Le négatif original noir et blanc, aujourd'hui fragilisé, conserve une belle texture. Nous avons donc choisi, en accord avec les ayants-droits et le laboratoire Digimage, de faire une captation 4K (4096 x 3112) de très haute qualité réalisée sur Arriscan. La résolution de cette numérisation permet de restituer des images proches du négatif et de retrouver le grain de la pellicule. Le traitement des images a ensuite été réalisé en 2K. Ce format normalisé pour les projections numériques est considéré comme proche de la définition des copies positives 35 mm. Dans un premier temps, un traitement électronique des images sur Phenix élimine les poussières et certaines fines rayures. Puis, la restauration image par image se fait sur palette graphique. Plus d'une centaine d'heures ont été nécessaires pour supprimer les moindres défauts et retrouver la beauté originale du film. De même, un effort particulier a été fait pour atténuer l'instabilité générale du film et en particulier les sautes entre les plans dues à l'épaisseur des collures.

Par ailleurs, le générique était particulièrement dégradé. Ciné-Tamaris a retrouvé le fond neutre sans les titres (le long travelling arrière sur la fameuse Baie des Anges à Nice). Le laboratoire a ainsi pu refaire ce générique. Les titres ont été redessinés et réintroduits numériquement à l'aide d'un système de cache.

La Baie des Anges a marqué les esprits pour la beauté des images noir et blanc, exacerbées par la chevelure blond platine de Jeanne Moreau et ses tenues extravagantes. Nous avons attaché beaucoup d'attention à l'étalonnage du film. Il était important de retrouver toute la douceur du noir et blanc, la luminosité et l'éclairage naturel des villes du sud, Nice et Monaco. Il fallait aussi conserver la surexposition qui illumine certains plans, les intérieurs des casinos par exemple dont les grandes verrières font entrer en abondance la lumière du soleil. Par ailleurs, de nombreux plans-séquences suivent les personnes dans différents espaces. Ils se déplacent de lieux extérieurs vers des intérieurs (de la rue, à l'hôtel et inversement). Ces plans débutent dans des zones sombres pour se poursuivre vers des zones plus éclairées. On note d'ailleurs sur certains longs plans plusieurs marques qui, techniquement, indiquent des changements d'étalonnage dans le plan. Ces informations peuvent être prises en compte pour choisir la densité lumineuse de certaines séquences.

Actions demandées
**a.** Extrayez sans rien modifier le passage du texte sur la restauration de La Baie des Anges qui va de « Par ailleurs, le » à « système de cache. ».
**b.** Poursuivez le texte sur la restauration de La Baie des Anges après sa dernière phrase.
Les entrées ci-dessous proviennent d'une source distincte du texte.

Données présentées
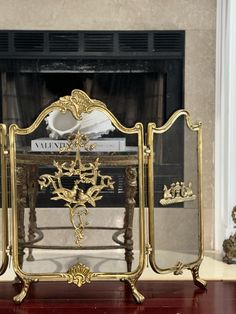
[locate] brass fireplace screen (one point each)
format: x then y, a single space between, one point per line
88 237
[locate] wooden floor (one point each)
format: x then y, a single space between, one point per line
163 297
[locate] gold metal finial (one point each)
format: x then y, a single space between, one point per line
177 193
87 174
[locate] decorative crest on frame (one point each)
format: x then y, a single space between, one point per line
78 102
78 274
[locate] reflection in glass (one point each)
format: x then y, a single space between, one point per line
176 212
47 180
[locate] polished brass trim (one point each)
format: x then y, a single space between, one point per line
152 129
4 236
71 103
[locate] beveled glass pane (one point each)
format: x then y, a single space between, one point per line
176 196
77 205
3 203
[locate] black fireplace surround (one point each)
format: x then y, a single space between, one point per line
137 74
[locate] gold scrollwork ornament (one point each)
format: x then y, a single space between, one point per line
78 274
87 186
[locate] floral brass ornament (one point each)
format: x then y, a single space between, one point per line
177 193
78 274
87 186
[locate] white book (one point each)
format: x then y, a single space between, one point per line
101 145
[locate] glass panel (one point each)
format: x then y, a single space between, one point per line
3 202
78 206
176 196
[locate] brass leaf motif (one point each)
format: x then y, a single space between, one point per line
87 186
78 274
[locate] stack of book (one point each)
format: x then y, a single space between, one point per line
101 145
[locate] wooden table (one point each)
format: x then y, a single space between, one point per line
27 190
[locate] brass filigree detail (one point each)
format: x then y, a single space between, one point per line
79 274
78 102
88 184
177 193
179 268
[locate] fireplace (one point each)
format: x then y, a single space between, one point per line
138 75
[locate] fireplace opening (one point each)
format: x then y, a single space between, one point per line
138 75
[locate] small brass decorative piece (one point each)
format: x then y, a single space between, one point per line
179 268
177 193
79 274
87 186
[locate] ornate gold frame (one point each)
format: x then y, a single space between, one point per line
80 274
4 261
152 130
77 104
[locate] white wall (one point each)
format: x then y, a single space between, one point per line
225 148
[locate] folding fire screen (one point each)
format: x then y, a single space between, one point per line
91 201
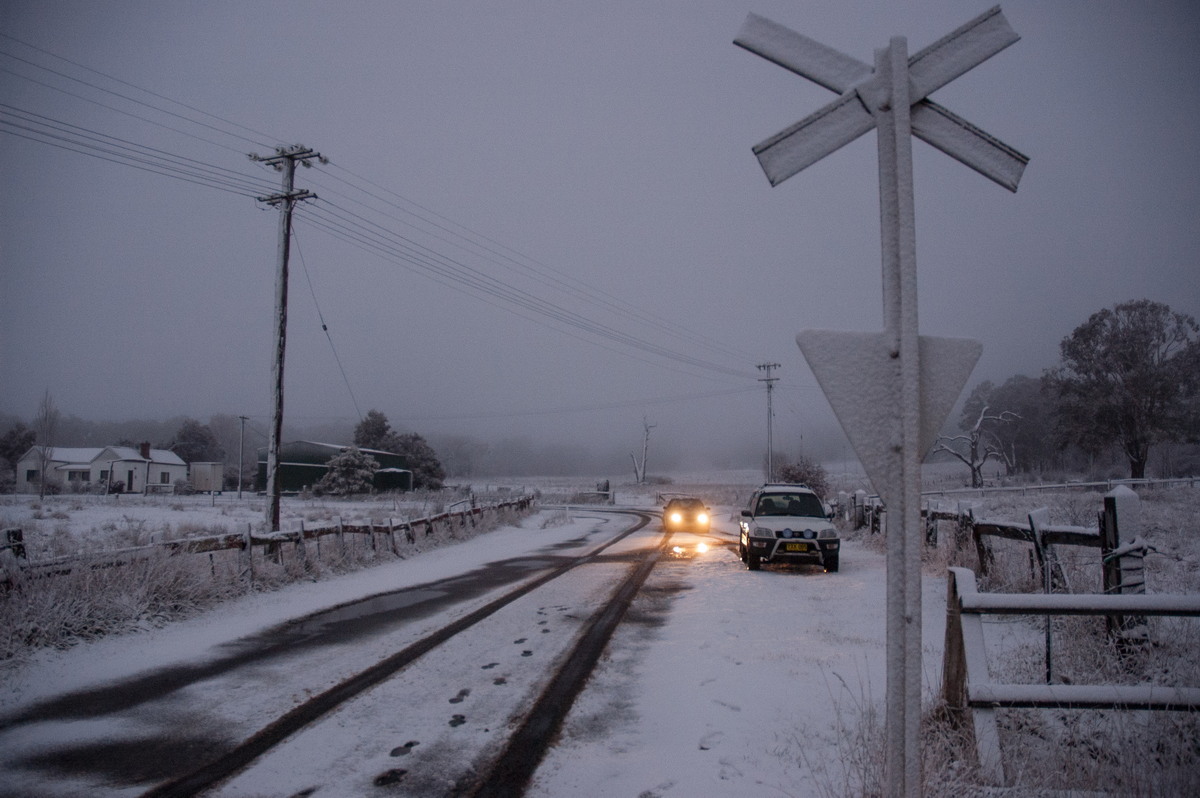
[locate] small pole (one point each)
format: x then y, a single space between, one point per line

Corrigé de l'exercice
**a.**
Par ailleurs, le générique était particulièrement dégradé. Ciné-Tamaris a retrouvé le fond neutre sans les titres (le long travelling arrière sur la fameuse Baie des Anges à Nice). Le laboratoire a ainsi pu refaire ce générique. Les titres ont été redessinés et réintroduits numériquement à l'aide d'un système de cache.

**b.**
Mathieu Demy, cinéaste et fils du réalisateur, a supervisé et validé l'étalonnage de La Baie des Anges. L'étalonnage numérique s'est fait en direct, en projection cinéma, dans des conditions particulièrement confortables. Jérôme Bigueur, coloriste chez Digimage, a proposé une base d'étalonnage. Puis Mathieu Demy a donné des orientations précises tout en respectant les choix faits par son père et le chef opérateur Jean Rabier en 1962.

L'élément sonore d'origine est un négatif son optique monophonique à élongation variable conservé dans 10 boîtes de 300 mètres. Ce mixage original a été envoyé au studio L.E. Diapason, spécialisé dans la restauration sonore. La Cinémathèque française comme Ciné-Tamaris ont travaillé sur divers projets avec ce studio devenu une référence (Lola Montès, Les Vacances de monsieur Hulot, Les Demoiselles de Rochefort).

Une première écoute a permis d'évaluer la qualité sonore du film. Nous avons été confrontés à des imperfections classiques comme les « drops » et les « plops » mais aussi à deux problèmes plus dérangeants. Tout d'abord, le son du générique de début était, comme pour l'image, d'une qualité médiocre. Il était donc nécessaire de rechercher d'autres sources sonores. Nous avons sollicité l'aide de Stéphane Lerouge, spécialiste de la musique de film, qui, au même moment, numérisait les bandes magnétiques des enregistrements de Michel Legrand. Nous avons ainsi pu avoir accès à une partie des bandes magnétiques numérisées des musiques seules. Tout en respectant le mixage d'origine, le Studio Diapason a remplacé les premières phrases musicales qui faisaient défauts sur le négatif.

Par ailleurs, tout au long du film, certaines voix grésillaient lorsque le niveau sonore était trop élevé, en particulier celle de Jeanne Moreau. Nous avons pu, avec les outils numériques appropriés, atténuer ce type de défauts.

Pour mener à bien cette restauration et aller jusqu'au bout du processus qui implique aussi un retour sur pellicule, nous avons sollicité l'aide financière d'une autre cinémathèque, Les Archives Audiovisuelles de Monaco. Le directeur, Vincent Vatrican, ancien journaliste des Cahiers du Cinéma, aime particulièrement ce film. Il soutient nos plus belles restaurations qu'il présente dans ses programmes à Monaco. L'une des vocations des Archives Audiovisuelles de Monaco est de conserver des images animées représentant la Principauté. Or, dans La Baie des Anges, Jacques Demy filme longuement Monaco. C'était donc une belle occasion pour que nos institutions coopèrent et que nos compétences convergent autour de ce film. Par ailleurs, la société Ciné-Tamaris a une volonté très affirmée de préserver et valoriser l'ensemble de son catalogue. C'est donc sur ces exigences communes que cette restauration a débuté. Les équipes techniques dirigées par Bruno Despas et Thierry Delannoy (DIGIMAGE) pour l'image et Léon Rousseau (L.E. Diapason) pour le son ont apporté beaucoup de soin à ce projet, sur la base des indications que nous leur avons fournies.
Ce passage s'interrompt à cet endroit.